(Point labeling examples)

☆ ☆ ☆ ☆ ☆ ☆ ☆

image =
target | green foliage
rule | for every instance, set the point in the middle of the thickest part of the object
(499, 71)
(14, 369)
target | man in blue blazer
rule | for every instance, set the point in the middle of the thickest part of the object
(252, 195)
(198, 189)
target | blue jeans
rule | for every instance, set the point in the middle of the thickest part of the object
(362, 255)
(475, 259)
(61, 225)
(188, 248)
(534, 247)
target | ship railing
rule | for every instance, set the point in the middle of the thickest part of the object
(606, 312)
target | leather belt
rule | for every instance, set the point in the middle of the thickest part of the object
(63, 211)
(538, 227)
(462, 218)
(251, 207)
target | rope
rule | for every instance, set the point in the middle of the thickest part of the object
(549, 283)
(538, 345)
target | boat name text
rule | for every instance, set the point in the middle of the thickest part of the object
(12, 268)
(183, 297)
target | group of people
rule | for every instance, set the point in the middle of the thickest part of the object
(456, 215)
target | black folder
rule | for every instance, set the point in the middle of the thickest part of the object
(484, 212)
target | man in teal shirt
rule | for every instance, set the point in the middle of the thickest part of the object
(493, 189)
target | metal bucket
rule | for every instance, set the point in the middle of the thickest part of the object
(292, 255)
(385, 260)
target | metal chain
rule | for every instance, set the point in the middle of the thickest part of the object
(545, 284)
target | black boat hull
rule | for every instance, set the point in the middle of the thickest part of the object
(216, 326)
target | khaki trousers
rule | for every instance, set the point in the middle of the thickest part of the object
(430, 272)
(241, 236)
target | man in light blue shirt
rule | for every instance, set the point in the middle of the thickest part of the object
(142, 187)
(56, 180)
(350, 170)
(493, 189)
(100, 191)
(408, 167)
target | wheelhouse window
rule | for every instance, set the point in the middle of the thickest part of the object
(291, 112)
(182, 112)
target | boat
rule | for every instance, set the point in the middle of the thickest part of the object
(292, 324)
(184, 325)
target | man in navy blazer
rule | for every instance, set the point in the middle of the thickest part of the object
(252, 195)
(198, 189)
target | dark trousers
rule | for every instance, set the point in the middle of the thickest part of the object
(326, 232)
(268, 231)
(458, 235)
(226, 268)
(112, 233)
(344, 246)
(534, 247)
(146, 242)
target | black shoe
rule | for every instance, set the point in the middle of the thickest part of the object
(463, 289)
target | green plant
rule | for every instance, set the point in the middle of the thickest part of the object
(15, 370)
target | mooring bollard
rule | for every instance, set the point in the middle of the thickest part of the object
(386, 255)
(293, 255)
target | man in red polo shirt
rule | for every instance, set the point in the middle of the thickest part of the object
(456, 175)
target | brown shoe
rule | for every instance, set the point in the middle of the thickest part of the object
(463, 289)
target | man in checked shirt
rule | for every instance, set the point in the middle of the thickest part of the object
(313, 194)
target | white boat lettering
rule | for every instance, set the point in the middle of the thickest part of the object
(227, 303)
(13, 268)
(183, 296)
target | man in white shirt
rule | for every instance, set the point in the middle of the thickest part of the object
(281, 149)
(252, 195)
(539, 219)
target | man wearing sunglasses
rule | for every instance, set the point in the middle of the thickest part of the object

☆ ☆ ☆ ☆ ☆ ☆ ☆

WRITTEN PROBLEM:
Quote only the lines from the line containing "target | khaki trousers" through the end of the entries, keeping the first and the last.

CORRECT ANSWER:
target | khaki trousers
rule | for every instance, set the point in the middle of the thickest part of the object
(430, 272)
(241, 236)
target | man in light blue shirt
rule | for every instance, set the point in the middle of the thickest part of the object
(142, 187)
(56, 180)
(350, 170)
(493, 189)
(100, 191)
(408, 167)
target | wheelhouse window
rule | for every instance, set the point in the middle of the thickest part of the object
(291, 112)
(182, 112)
target | boat
rule | for every instance, set the point in the middle of the thickest part of the object
(292, 324)
(184, 325)
target | man in navy blazer
rule | for every instance, set the point in the middle of the thickest part of the object
(252, 195)
(198, 189)
target | dark trousers
rule | for every instance, set the point in the middle of the thickest part of the object
(326, 232)
(268, 231)
(458, 235)
(226, 268)
(112, 233)
(344, 246)
(534, 247)
(146, 242)
target | black shoe
rule | for every instance, set the point in the middle of the thickest part of the object
(463, 289)
target | green plant
rule | for every instance, set the point in the middle of the thickest part of the object
(15, 370)
target | mooring bollard
rule | for every instance, set the point in the middle of the thickest part of the object
(386, 255)
(293, 255)
target | man in red polo shirt
rule | for every instance, set the point in the middle of the thickest part of the object
(456, 175)
target | brown shoe
rule | for every instance, set the point in the middle of the thickest part of the object
(463, 289)
target | man in checked shirt
rule | for every instance, set the point in the middle of the thickest part of the object
(313, 194)
target | white boat lettering
rule | for every instance, set the point in the middle of the thickest part of the object
(227, 303)
(13, 268)
(183, 296)
target | man in white shirt
rule | for every instance, set the point in the middle of the thickest part of the object
(281, 149)
(252, 195)
(539, 219)
target | man wearing sunglasses
rule | for every instance, set the point in the middle of the thickest part of the object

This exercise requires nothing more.